- TEKS BACAAN:
------

“Agaknya Pak Busyro Muqoddas, Fahri Hamzah, dan Saya sering
berdebat dibanyak forum, karena perbedaan sikap dan pandangan. Sekeras apapun
perdebatan dalam dialog tersebut, sejatinya kami tetap merawat nalar sehat. Tidak
ada kebencian, berdebat harus namun silaturahim tetap terjaga,”… -- Dahnil
Anzar Simanjuntak, Ketua Umum PP Pemuda Muhammadiyah.
Kiri ke kanan: Busyro Muqoddas, Fahri Hamzah, Dahnil Anzar (dok: facebook Dahnil Anzar) |
Sepotong penggalan kalimat yang diunggah Bang Dahnil, dalam
akun facebook pribadinya, menampilkan dua tokoh muda dan satu tokoh senior. Mereka
adalah orang yang kerap berdebat keras, saling mengutarakan argument-argumennya.

------

- BARIS DATA:
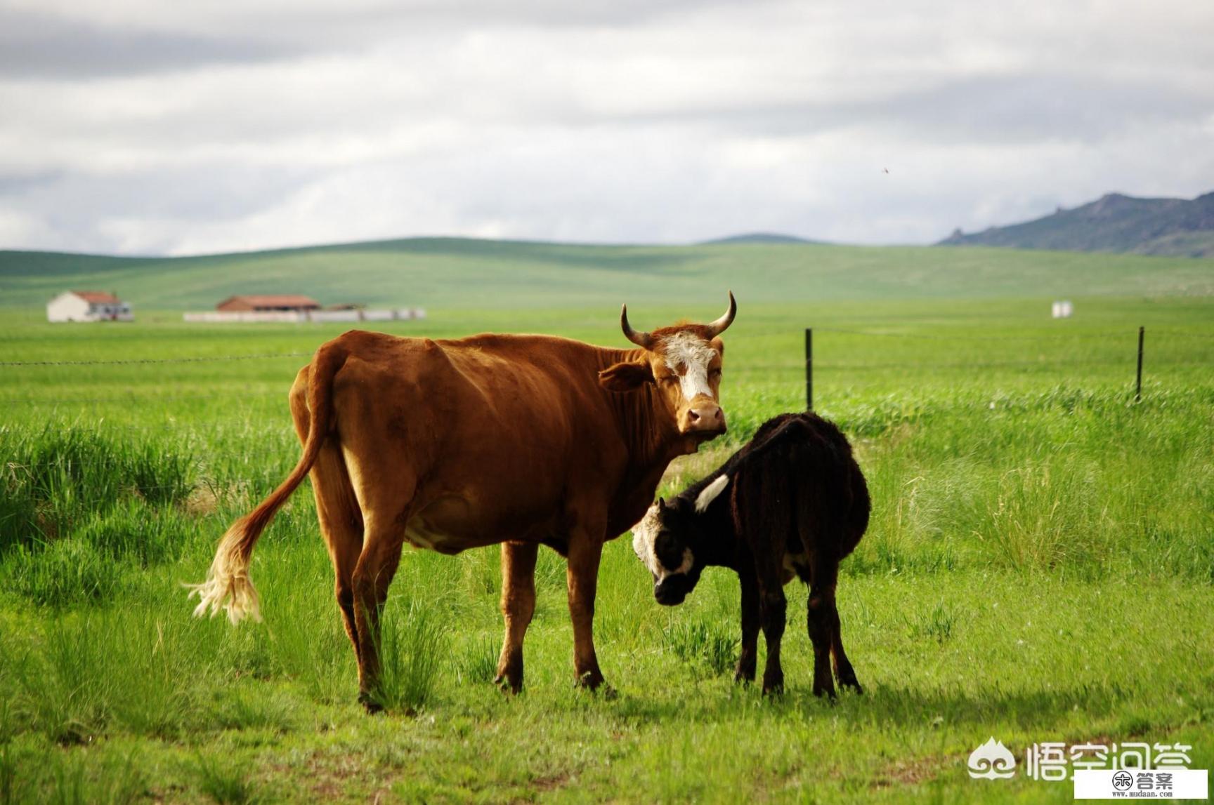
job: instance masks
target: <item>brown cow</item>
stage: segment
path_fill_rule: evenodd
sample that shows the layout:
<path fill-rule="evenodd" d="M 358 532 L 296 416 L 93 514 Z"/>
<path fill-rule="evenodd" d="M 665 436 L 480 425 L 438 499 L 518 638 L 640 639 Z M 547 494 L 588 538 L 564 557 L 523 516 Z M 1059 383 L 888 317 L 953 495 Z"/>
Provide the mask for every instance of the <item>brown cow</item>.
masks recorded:
<path fill-rule="evenodd" d="M 456 554 L 501 543 L 505 640 L 498 680 L 523 681 L 540 544 L 568 558 L 573 666 L 602 681 L 592 620 L 606 539 L 641 519 L 666 464 L 725 433 L 720 333 L 709 325 L 636 332 L 639 349 L 554 336 L 455 341 L 351 331 L 323 344 L 291 387 L 304 456 L 223 535 L 195 615 L 259 617 L 249 558 L 311 470 L 337 604 L 358 660 L 359 701 L 375 709 L 379 611 L 405 541 Z M 192 594 L 194 594 L 192 593 Z"/>

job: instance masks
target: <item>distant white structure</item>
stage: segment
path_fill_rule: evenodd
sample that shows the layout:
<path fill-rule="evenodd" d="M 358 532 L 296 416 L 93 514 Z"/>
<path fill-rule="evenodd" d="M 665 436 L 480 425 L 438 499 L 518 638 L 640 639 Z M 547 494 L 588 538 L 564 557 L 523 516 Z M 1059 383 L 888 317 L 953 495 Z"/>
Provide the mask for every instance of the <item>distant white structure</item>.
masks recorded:
<path fill-rule="evenodd" d="M 395 310 L 204 310 L 202 313 L 186 313 L 182 318 L 186 321 L 204 324 L 254 321 L 283 324 L 314 321 L 322 324 L 327 321 L 408 321 L 425 319 L 426 312 L 421 308 L 398 308 Z"/>
<path fill-rule="evenodd" d="M 106 291 L 64 291 L 46 303 L 47 321 L 135 321 L 131 306 Z"/>

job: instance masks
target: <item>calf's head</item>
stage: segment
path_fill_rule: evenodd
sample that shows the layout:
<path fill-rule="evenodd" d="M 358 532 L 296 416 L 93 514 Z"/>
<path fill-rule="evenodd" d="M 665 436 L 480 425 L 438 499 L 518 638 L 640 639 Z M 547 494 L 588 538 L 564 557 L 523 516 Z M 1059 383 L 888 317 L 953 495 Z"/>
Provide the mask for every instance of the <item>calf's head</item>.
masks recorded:
<path fill-rule="evenodd" d="M 727 475 L 719 476 L 694 501 L 676 497 L 666 503 L 659 497 L 632 526 L 632 550 L 653 576 L 653 598 L 658 604 L 682 604 L 696 589 L 705 565 L 705 552 L 699 548 L 703 544 L 700 519 L 728 483 Z"/>
<path fill-rule="evenodd" d="M 628 322 L 628 306 L 619 324 L 628 337 L 645 352 L 631 361 L 615 364 L 599 373 L 599 382 L 613 392 L 631 392 L 652 383 L 679 433 L 692 440 L 693 452 L 700 441 L 725 433 L 725 411 L 720 404 L 721 366 L 725 343 L 720 336 L 738 312 L 733 293 L 730 308 L 711 324 L 683 324 L 653 332 L 637 332 Z"/>

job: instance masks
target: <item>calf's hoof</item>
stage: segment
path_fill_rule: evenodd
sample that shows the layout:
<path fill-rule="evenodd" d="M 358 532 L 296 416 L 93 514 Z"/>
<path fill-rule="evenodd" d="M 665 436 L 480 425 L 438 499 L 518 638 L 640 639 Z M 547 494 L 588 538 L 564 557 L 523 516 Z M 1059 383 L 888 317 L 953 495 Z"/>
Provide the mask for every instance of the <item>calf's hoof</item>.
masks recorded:
<path fill-rule="evenodd" d="M 860 686 L 860 680 L 852 676 L 851 679 L 840 679 L 840 687 L 850 687 L 857 696 L 864 692 L 864 689 Z"/>

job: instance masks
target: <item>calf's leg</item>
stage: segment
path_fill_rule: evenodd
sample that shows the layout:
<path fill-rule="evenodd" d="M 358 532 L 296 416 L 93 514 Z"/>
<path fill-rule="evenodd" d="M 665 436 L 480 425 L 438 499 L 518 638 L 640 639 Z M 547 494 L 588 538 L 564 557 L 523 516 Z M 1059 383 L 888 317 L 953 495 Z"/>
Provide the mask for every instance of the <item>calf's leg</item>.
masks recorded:
<path fill-rule="evenodd" d="M 851 661 L 847 660 L 847 652 L 843 650 L 843 636 L 839 633 L 839 607 L 835 605 L 834 590 L 830 595 L 830 656 L 834 660 L 835 679 L 844 687 L 851 687 L 857 693 L 863 693 L 864 689 L 856 679 L 856 670 L 851 667 Z"/>
<path fill-rule="evenodd" d="M 762 617 L 762 634 L 767 644 L 767 664 L 762 670 L 762 692 L 784 692 L 784 669 L 779 663 L 779 646 L 784 638 L 788 600 L 784 587 L 777 578 L 775 584 L 760 581 L 759 601 Z"/>
<path fill-rule="evenodd" d="M 750 567 L 739 571 L 738 580 L 742 582 L 742 650 L 733 679 L 753 683 L 759 655 L 759 582 Z"/>
<path fill-rule="evenodd" d="M 506 634 L 498 658 L 498 676 L 493 681 L 517 693 L 523 687 L 523 638 L 535 612 L 534 542 L 501 543 L 501 616 Z"/>
<path fill-rule="evenodd" d="M 813 695 L 834 698 L 830 676 L 830 643 L 838 616 L 834 613 L 835 580 L 839 564 L 817 554 L 810 560 L 810 601 L 806 624 L 813 644 Z"/>

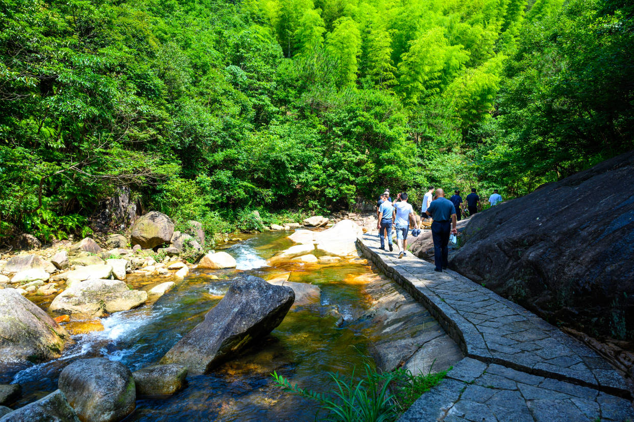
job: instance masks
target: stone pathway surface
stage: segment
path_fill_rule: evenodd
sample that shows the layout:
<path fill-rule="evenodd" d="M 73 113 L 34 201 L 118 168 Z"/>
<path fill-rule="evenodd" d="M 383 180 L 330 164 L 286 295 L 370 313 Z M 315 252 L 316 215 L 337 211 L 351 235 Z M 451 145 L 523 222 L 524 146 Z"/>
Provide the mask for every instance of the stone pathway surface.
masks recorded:
<path fill-rule="evenodd" d="M 583 343 L 453 271 L 379 249 L 375 235 L 357 244 L 467 357 L 401 421 L 634 421 L 624 379 Z"/>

------

- SOAL 1:
Tolong jawab pertanyaan berikut berdasarkan teks bacaan:
(a) Siapa yang disebut sebagai Ketua Umum PP Pemuda Muhammadiyah?
(b) Di mana Bang Dahnil mengunggah penggalan kalimat tersebut?
(c) Berapa tokoh muda dan berapa tokoh senior yang ditampilkan dalam unggahan itu?
- SOAL 2:
Apakah setiap pernyataan berikut sesuai dengan teks bacaan? Jawab ya atau tidak, sertakan kutipan penentunya.
(a) Perdebatan di antara mereka disertai kebencian.
(b) Mereka sering berdebat di banyak forum.
(c) Busyro Muqoddas berada di posisi paling kanan dalam gambar.
Catatan di atas tidak diperlukan untuk mengerjakan apa pun di sini.

- JAWABAN LENGKAP 1:
(a) Dahnil Anzar Simanjuntak.
(b) Di akun facebook pribadinya.
(c) Dua tokoh muda dan satu tokoh senior.

- JAWABAN LENGKAP 2:
(a) Tidak. "Tidak ada kebencian, berdebat harus namun silaturahim tetap terjaga"
(b) Ya. "sering berdebat dibanyak forum"
(c) Tidak. "Kiri ke kanan: Busyro Muqoddas, Fahri Hamzah, Dahnil Anzar"